§ Exercise directions
Among the entries below, take the line with "Target: clump of vegetation" and the line with "one marker per instance, written like [355,74]", and output them and every line between them exactly, with nothing else.

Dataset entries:

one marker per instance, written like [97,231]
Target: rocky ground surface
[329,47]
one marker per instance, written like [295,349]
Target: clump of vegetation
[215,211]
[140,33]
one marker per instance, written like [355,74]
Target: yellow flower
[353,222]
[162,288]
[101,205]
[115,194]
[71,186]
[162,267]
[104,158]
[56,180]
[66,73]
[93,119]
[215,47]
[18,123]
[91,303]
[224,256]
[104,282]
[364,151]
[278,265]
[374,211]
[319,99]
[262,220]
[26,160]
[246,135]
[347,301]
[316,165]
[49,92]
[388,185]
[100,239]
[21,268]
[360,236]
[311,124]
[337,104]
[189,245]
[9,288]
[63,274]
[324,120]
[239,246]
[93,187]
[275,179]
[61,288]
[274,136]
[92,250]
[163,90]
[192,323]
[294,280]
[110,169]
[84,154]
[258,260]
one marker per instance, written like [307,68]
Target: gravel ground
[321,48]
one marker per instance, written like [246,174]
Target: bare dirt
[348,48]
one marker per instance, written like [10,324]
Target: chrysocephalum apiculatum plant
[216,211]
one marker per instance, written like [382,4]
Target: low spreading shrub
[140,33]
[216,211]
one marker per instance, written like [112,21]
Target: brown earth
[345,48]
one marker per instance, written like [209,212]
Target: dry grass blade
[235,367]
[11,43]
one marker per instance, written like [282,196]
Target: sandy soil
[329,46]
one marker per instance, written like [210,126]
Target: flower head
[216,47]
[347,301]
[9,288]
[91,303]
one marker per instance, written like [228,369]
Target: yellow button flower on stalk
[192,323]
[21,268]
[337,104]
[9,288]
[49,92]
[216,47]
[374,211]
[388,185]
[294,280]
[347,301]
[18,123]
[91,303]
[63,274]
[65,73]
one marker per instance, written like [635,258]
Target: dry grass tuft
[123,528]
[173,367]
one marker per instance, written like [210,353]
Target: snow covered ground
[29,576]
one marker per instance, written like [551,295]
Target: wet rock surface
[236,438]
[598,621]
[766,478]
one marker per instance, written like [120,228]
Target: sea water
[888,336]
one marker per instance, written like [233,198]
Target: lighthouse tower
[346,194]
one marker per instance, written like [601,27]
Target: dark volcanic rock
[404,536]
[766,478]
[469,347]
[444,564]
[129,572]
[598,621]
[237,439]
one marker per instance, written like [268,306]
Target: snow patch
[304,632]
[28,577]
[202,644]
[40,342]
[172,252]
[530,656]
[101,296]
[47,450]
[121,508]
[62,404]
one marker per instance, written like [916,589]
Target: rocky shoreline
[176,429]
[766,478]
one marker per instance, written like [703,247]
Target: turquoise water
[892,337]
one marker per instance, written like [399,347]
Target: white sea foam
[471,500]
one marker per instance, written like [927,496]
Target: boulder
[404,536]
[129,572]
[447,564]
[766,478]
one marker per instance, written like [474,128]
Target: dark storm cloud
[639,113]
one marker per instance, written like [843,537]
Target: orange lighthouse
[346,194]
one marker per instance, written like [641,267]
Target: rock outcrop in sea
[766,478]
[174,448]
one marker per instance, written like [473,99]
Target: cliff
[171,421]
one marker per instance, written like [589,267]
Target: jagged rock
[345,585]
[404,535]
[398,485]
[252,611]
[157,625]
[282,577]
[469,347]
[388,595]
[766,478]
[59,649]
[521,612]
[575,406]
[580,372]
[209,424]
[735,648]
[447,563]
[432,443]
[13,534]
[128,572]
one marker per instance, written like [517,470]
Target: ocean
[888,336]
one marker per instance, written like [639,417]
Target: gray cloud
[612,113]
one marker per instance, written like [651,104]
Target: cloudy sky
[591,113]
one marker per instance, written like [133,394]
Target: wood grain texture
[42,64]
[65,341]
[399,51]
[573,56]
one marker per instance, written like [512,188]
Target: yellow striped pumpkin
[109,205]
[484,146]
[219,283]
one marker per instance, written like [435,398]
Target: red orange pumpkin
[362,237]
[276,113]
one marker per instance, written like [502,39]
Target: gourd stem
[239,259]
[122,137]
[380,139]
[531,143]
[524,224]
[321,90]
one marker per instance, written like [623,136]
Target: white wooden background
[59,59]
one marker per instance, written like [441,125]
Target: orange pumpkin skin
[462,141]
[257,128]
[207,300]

§ Output of the exercise
Target: clump of vegetation
[215,211]
[140,33]
one marker per instance, written like [355,74]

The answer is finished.